§ Reading passage:
================

Recently The Guardian, and others, reported that doctors were alarmed that an online test which estimated the cardiological health of those completing the short questionnaire revealed that 78% of adults had a heart age older than their chronological age and were, therefore, at risk of an early death. What was even more alarming, at least for one Somerset man, was that despite having normal blood pressure, a cholesterol comfortably below five and a weight in the healthy range, the computer based algorithm insisted on saying ‘No’ to his question as to whether he’d live to a ripe old age. Neither his lifelong avoidance of cigarettes, diabetes or atrial fibrillation, nor his good sense to have been born of parents whose genetic makeup promised an existence well into his 90s managed to persuade the online examiner otherwise and, despite repeated questioning, it stubbornly continued to insist his heart was older than his actual 51 years.
What could be the explanation? All that was left was his post code. Like the rest of the country, Somerset has enjoyed several months during which each week was as warm and dry as the one preceding it – so much so that the BBC helpfully sent out an urgent alert informing the nation that the summer had indeed been hot. This got our worried west countryman wondering if the weather might be to blame. He was, however, quickly assured that neither the sunshine, nor the good times he had experienced of late, could have accounted for the accelerated ageing of his heart. Further questioning confirmed that his lifetime exposure to moonlight was also within normal limits thus leaving his passion for dancing to the music of Bacarra in the late 1970’s as the only possible explanation for his inevitable early demise.

================

§ Source information:

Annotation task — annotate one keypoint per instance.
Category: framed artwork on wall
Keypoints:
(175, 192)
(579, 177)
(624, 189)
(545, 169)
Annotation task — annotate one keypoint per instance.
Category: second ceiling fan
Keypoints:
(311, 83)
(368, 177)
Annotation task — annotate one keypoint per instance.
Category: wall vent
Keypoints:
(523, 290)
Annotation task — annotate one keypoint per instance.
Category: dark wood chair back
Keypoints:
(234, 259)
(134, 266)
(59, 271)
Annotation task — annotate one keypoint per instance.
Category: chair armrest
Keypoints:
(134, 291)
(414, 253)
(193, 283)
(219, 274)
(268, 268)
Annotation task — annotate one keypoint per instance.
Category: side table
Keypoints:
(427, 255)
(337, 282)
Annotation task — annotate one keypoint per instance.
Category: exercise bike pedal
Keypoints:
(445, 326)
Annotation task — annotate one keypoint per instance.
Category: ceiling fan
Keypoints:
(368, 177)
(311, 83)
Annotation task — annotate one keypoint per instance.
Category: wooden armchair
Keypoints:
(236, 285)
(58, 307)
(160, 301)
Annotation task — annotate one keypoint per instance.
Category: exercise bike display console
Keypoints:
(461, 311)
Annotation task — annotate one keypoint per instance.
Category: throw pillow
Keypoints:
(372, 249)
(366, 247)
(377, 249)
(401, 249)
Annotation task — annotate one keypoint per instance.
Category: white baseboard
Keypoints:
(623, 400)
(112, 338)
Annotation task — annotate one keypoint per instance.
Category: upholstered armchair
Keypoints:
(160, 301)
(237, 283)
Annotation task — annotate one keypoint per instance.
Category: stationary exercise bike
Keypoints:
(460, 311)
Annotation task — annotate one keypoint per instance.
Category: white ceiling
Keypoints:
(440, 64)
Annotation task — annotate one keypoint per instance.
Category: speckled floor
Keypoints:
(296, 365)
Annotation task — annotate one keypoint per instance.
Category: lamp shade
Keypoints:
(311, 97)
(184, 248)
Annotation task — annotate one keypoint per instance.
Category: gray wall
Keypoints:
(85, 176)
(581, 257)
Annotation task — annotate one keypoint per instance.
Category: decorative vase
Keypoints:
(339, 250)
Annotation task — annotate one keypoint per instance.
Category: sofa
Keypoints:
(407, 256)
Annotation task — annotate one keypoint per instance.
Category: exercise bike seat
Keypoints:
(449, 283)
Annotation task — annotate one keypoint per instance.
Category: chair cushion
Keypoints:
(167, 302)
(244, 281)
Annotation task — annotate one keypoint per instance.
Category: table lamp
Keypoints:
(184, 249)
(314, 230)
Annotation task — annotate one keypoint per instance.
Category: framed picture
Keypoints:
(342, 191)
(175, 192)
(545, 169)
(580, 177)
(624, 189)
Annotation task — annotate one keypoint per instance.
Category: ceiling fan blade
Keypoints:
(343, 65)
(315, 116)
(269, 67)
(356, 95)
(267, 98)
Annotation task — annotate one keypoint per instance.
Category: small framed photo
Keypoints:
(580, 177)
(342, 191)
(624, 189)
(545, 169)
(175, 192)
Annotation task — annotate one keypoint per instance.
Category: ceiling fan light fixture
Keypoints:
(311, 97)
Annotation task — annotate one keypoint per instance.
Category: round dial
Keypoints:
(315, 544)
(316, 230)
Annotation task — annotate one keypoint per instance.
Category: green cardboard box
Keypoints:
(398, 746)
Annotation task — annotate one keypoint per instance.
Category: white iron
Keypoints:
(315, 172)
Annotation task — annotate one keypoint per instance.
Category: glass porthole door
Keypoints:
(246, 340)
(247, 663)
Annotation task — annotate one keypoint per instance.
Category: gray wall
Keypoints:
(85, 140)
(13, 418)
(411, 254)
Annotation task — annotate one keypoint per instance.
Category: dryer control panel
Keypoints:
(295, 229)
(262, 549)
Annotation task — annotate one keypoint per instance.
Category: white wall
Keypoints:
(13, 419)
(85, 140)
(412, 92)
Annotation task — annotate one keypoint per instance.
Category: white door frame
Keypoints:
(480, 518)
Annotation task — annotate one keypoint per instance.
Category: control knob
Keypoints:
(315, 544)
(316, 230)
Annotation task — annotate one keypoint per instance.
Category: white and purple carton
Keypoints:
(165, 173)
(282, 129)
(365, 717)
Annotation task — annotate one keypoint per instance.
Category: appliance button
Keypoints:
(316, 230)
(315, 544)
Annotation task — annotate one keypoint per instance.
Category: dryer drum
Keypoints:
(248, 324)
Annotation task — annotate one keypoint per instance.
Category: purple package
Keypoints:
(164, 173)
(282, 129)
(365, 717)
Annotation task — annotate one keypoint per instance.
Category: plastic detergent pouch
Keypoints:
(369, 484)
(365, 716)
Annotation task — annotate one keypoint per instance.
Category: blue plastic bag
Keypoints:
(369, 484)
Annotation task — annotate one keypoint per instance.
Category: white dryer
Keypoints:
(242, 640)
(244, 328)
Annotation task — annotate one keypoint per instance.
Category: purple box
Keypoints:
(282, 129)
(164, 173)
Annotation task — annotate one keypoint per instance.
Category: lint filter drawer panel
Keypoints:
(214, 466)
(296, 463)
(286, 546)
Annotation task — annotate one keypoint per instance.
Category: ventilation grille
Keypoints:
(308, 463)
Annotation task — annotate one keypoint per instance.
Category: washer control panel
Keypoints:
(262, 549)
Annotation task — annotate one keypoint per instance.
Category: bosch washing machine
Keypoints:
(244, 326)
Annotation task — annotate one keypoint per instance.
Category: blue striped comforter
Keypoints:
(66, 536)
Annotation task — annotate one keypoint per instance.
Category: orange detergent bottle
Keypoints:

================

§ Exercise set:
[a] Retype the part of the heart age passage starting at "What could be" and ending at "inevitable early demise.".
[b] Answer these questions from the heart age passage:
(i) What percentage of adults had a heart age older than their chronological age?
(ii) How old is the Somerset man?
(iii) Which broadcaster sent an urgent alert that the summer had been hot?
Use only the heart age passage to respond.

§ Responses by task:
[a]
What could be the explanation? All that was left was his post code. Like the rest of the country, Somerset has enjoyed several months during which each week was as warm and dry as the one preceding it – so much so that the BBC helpfully sent out an urgent alert informing the nation that the summer had indeed been hot. This got our worried west countryman wondering if the weather might be to blame. He was, however, quickly assured that neither the sunshine, nor the good times he had experienced of late, could have accounted for the accelerated ageing of his heart. Further questioning confirmed that his lifetime exposure to moonlight was also within normal limits thus leaving his passion for dancing to the music of Bacarra in the late 1970’s as the only possible explanation for his inevitable early demise.

[b]
(i) 78%
(ii) 51
(iii) The BBC